Aufgabe
Schreibe den Textauszug über Mitterlehners Verfassungsvorstoß nach dem Urteil zur dritten Piste im Anschluss an seine letzte Zeile weiter.

Textauszug
::::::
Empörung über Gesetzeslange

Besonders empört sind die Flughafen-Manager, dass das Gericht Klimaschutz oder Bodenverbrauch höher bewertet hat als den Standort und die Schaffung neuer Arbeitsplätze. Ganz überraschend ist das allerdings nicht - schließlich fand schon vor geraumer Zeit der „umfassende Umweltschutz“ Raum in der Verfassung.

Schon vergangene Woche forderte der ÖAAB eine Gesetzesänderung. Die Schaffung von Arbeitsplätzen muss bei der Beurteilung eines Projekts ein höheres Gewicht haben als der Klimaschutz, forderte der Obmann des ÖAAB, August Wöginger - mehr dazu in noe.ORF.at.

Mitterlehner mit Verfassungsvorstoß

Zuletzt forderte auch Wirtschaftsminister Reinhold Mitterlehner (ÖVP) gesetzliche Maßnahmen, um solche Entscheidungen in Zukunft zu verhindern. Er will in der Verfassung nun ein „öffentliches Interesse“ als vorrangig festschreiben und dabei auch insgesamt Großprojekte beschleunigen. Dazu soll es eine „Staatszielbestimmung“ geben. Die dritte Piste sei der letzte Tropfen gewesen, der das Fass zum Überlaufen gebrachte habe, begründete er im Ö1-Mittagsjournal, warum der Vorschlag jetzt komme.

Es müsse „eine vernünftige Balance“ zwischen Umweltschutz und Standortinteressen geben. „Niemand hat etwas davon, wenn wir ein Vorzeigeumweltstandort sind, aber keine Arbeitsplätze haben.“ Etwa acht Großprojekte in Österreich würden ständig mit neuen Einwänden im Rahmen der Umweltverträglichkeitsprüfung verschoben, kritisierte der Vizekanzler.

Verkehrsminister Jörg Leichtfried (SPÖ) will über den Vorschlag sprechen, forderte aber vor allem schnellere Rechtssicherheit bei Verfahren von Großprojekten. Der grüne Verfassungssprecher Albert Steinhauser sagte, der Vorschlag Mitterlehners sei „nicht durchdacht“. Denn öffentliches Interesse sei schon die Abwägung von Vor- und Nachteilen, es mache also keinen Sinn, das öffentliche Interesse an sich in die Verfassung zu schreiben. Es sei das Wesen des Rechtsstaats, diese Abwägung vorzunehmen. Wenn es im Einzelfall Zielkonflikte gebe, müsse man diese ausdiskutieren. Wenn man nun das Interesse an Jobs gegen das Interesse an der Umwelt stelle, dann „wirft uns das in die 1980er Jahre zurück“, so Steinhauser.

Verfassungsabsicherung sinnvoll?
::::::
Bereitgestelltes Material
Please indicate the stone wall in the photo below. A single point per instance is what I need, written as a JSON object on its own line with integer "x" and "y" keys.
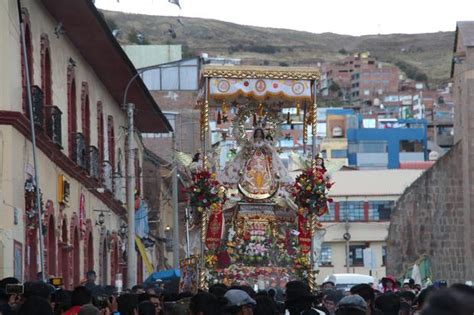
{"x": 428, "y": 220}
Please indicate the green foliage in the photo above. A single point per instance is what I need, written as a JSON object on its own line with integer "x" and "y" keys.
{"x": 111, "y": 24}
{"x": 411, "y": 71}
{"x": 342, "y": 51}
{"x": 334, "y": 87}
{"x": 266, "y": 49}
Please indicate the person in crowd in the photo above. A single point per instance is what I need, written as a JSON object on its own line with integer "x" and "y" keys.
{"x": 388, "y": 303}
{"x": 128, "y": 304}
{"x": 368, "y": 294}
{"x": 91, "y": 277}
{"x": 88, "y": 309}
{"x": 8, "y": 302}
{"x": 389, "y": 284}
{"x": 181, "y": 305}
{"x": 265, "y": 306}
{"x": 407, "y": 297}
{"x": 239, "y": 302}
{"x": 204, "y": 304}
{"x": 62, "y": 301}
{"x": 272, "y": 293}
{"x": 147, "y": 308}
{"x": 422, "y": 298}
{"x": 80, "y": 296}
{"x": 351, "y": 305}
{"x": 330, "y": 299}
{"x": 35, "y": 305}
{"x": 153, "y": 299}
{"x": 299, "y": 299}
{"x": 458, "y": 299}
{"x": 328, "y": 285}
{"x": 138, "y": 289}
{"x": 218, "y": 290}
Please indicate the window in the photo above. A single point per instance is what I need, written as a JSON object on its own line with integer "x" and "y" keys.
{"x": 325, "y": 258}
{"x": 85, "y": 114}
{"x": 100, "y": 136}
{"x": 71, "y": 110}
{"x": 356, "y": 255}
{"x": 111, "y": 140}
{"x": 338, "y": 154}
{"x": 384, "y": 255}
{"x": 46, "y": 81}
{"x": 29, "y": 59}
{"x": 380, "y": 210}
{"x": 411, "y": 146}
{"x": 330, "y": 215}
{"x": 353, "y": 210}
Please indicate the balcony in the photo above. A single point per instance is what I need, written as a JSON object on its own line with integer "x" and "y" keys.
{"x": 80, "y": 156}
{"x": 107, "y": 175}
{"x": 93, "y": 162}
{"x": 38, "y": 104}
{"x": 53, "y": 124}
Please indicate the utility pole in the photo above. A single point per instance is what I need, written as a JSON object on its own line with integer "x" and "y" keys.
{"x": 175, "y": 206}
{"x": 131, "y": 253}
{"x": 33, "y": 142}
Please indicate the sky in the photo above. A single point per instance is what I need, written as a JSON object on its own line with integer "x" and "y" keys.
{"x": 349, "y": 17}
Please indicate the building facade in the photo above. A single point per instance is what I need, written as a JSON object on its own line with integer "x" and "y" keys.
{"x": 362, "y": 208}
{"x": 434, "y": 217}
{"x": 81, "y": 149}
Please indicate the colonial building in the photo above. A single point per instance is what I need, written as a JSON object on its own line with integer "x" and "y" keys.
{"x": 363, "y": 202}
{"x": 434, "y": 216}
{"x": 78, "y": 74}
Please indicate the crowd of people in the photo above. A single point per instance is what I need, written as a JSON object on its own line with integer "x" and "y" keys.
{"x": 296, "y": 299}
::::::
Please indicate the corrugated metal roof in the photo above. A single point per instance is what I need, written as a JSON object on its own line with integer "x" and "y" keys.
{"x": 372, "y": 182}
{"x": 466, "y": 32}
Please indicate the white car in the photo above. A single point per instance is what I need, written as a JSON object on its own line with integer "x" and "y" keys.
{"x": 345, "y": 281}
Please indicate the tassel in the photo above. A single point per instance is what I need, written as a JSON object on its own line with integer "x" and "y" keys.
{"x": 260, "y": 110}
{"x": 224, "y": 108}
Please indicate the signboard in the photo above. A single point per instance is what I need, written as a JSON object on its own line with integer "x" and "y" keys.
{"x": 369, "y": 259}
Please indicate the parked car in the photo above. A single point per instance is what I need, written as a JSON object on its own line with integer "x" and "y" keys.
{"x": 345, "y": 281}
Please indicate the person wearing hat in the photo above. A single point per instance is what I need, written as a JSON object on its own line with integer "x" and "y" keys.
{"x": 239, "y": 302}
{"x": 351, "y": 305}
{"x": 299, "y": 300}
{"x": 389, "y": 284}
::::::
Ergebnis
Eine Absicherung des Wirtschaftsstandortes in der Verfassung würde für sich genommen wenig ändern, meint Ökobüro-Geschäftsführer Thomas Alge. Er sieht vor allem eine „symbolische Maßnahme“. „An sich ist es der Standard in allen Umweltverfahren, dass immer das öffentliche Interesse am Wirtschaftsstandort mitberücksichtigt wird“, sagt der Jurist.

Der Chef des Verfassungsdienstes im Kanzleramt, Gerhard Hesse, geht sehr wohl davon aus, dass eine Staatszielbestimmung zur Verankerung des Wirtschaftsstandortes in der Verfassung einen Unterschied machen würde. „Wenn das Verfassungsgesetz eine Wertung vorgibt, ist diese Wertung maßgeblich“, betont Hesse. Die genaue Wirkung würde aber natürlich von der konkreten Formulierung abhängen. Er betont, dass für den Fall der dritten Start- und Landebahn am Flughafen Wien eine Änderung des UVP- und des Luftfahrtgesetzes bedeutender sind.

Umweltgruppen verteidigen BVwG

Umweltgruppen verteidigen vehement die Entscheidung des BVwG. Eine eigene „Protestaktion gegen die außerordentliche Revision des Flughafens“ schreibt unter dem Motto „System Change, not Climate Change“ unter anderem, „das öffentliche Interesse am Schutz vor den Folgen des Klimawandels muss ernst genommen und weiterhin höher gewertet werden als kurzsichtige Profitinteressen“. Die Umweltgruppe Virus meint: „Fortgesetzte Panikmache unter Zuhilfenahme von Worthülsen wie ‚Wirtschaftsstandort, Arbeitsplätze und Wachstum‘ als Totschlagargument“ seien nicht hilfreich.

Lange Verzögerung

Läuft es nach den Höchstgerichtsbeschwerden und im Instanzenzug im Sinn des Flughafens und das Urteil zum Baustopp wird aufgehoben, wird sich der Pistenbau trotzdem jahrelang verzögern. Die Rede ist derzeit von mindestens vier bis fünf Jahren. Für eine Inbetriebnahme würde es dann „mindestens“ 2030.

Und auch Gesetzes- oder gar Verfassungsänderungen dürften im konkreten Fall für nicht wirklich für eine Beschleunigung des Bauvorhabens sorgen.